• [Work to do]
Put the lines below into a Markdown table with two columns, Row and Line, giving each line's sequential number under Row and the line itself under Line, omitting any blank lines.

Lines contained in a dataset

== == ==

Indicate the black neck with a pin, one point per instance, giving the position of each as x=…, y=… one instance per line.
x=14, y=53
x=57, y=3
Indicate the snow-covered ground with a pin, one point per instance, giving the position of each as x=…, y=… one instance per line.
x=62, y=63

== == ==

• [Completed task]
| Row | Line |
|---|---|
| 1 | Indicate the black neck with a pin, one point per instance, giving the position of each as x=…, y=… one instance per line. |
| 2 | x=14, y=53 |
| 3 | x=57, y=3 |
| 4 | Indicate the snow-covered ground with a pin, one point per instance, giving the position of each as x=…, y=… one instance per line. |
| 5 | x=62, y=63 |